Task directions
Nothing but the lines from the one containing "Target: the truck front wheel" through the one containing "[indicate] the tractor -- for", both included, should be given again, each exactly as written below.

--- Source records Enclosed Below ---

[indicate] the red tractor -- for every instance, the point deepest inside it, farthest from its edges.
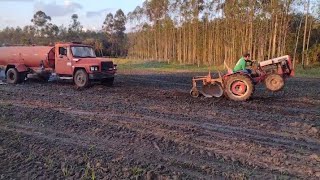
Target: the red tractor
(239, 86)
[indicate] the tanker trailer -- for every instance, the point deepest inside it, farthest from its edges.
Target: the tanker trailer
(74, 61)
(19, 61)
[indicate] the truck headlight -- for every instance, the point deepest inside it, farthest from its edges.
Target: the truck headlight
(94, 68)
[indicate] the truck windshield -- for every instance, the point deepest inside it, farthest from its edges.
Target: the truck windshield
(83, 52)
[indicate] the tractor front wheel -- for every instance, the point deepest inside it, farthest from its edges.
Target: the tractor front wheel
(239, 87)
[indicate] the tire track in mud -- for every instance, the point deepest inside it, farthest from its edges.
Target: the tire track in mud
(192, 165)
(165, 128)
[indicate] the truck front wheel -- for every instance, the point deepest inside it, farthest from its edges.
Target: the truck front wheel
(13, 76)
(81, 79)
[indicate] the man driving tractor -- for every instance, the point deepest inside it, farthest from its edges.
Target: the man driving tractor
(242, 64)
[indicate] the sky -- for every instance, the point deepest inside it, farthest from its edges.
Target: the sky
(91, 13)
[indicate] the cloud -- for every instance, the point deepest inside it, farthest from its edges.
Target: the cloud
(53, 9)
(91, 14)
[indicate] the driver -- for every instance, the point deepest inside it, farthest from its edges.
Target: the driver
(242, 64)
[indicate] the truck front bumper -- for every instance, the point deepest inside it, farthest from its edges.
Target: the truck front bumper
(100, 76)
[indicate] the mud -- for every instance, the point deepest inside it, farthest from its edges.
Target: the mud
(148, 127)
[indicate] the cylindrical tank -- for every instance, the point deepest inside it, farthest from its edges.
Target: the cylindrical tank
(30, 56)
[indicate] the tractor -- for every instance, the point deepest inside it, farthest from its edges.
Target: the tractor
(239, 86)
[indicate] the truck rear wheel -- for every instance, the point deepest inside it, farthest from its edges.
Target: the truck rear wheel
(13, 76)
(239, 87)
(81, 79)
(108, 81)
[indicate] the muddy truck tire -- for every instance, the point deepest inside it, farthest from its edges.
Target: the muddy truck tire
(107, 82)
(239, 87)
(13, 76)
(81, 79)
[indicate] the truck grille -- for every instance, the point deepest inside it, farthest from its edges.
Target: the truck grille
(106, 66)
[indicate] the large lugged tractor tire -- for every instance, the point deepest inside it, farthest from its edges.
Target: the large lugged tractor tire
(81, 79)
(274, 82)
(13, 76)
(239, 87)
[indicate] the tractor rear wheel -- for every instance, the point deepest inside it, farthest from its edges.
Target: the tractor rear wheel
(239, 87)
(274, 82)
(81, 79)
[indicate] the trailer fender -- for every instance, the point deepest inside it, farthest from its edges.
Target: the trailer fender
(21, 68)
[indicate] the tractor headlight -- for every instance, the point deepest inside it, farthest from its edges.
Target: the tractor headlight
(94, 68)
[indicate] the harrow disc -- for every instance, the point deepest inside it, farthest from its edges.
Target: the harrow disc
(274, 82)
(212, 90)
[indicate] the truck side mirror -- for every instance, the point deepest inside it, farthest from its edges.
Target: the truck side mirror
(62, 51)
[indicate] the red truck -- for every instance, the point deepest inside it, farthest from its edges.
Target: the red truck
(74, 61)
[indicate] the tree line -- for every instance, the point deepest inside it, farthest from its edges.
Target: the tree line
(210, 32)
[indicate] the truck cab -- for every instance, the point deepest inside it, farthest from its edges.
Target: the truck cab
(78, 61)
(74, 61)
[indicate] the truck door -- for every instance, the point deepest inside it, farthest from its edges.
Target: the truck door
(63, 63)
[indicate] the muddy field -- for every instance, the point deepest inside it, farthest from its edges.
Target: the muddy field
(148, 127)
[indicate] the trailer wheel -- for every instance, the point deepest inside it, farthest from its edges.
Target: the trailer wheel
(13, 76)
(108, 81)
(274, 82)
(22, 77)
(81, 79)
(239, 87)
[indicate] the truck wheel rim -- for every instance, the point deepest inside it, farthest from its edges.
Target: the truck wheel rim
(239, 88)
(11, 76)
(80, 79)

--- End of Enclosed Source records ---

Response
Target: the truck front wheel
(13, 76)
(81, 79)
[indicate] the man driving tractor -- for every instance, the point deepest inside it, farthest from its edges.
Target: the man driving tractor
(242, 64)
[indicate] the sky -- for every instance, the point deepest inside it, farthest from its edges.
Target: the sky
(91, 13)
[indicate] the cloud -- for every instance, the point deepest inside it, farthest from its edges.
Target: the cloud
(53, 9)
(91, 14)
[indicate] the driver -- for every instance, the point deepest inside it, farthest from its edges.
Target: the driver
(242, 64)
[indicate] the truck front bumper -- for every instance, the point deepest inside it, farthest from its edges.
Target: the truck front bumper
(100, 76)
[indicate] the mud -- for every instance, the point deepest inside it, farthest from its edges.
Target: the mud
(148, 127)
[indicate] the cylindrical tank -- for every instance, the point deepest inside it, farthest from its edges.
Target: the cylindrical tank
(30, 56)
[indicate] the tractor -- for every instance, the point deepest inside it, farthest from its edges.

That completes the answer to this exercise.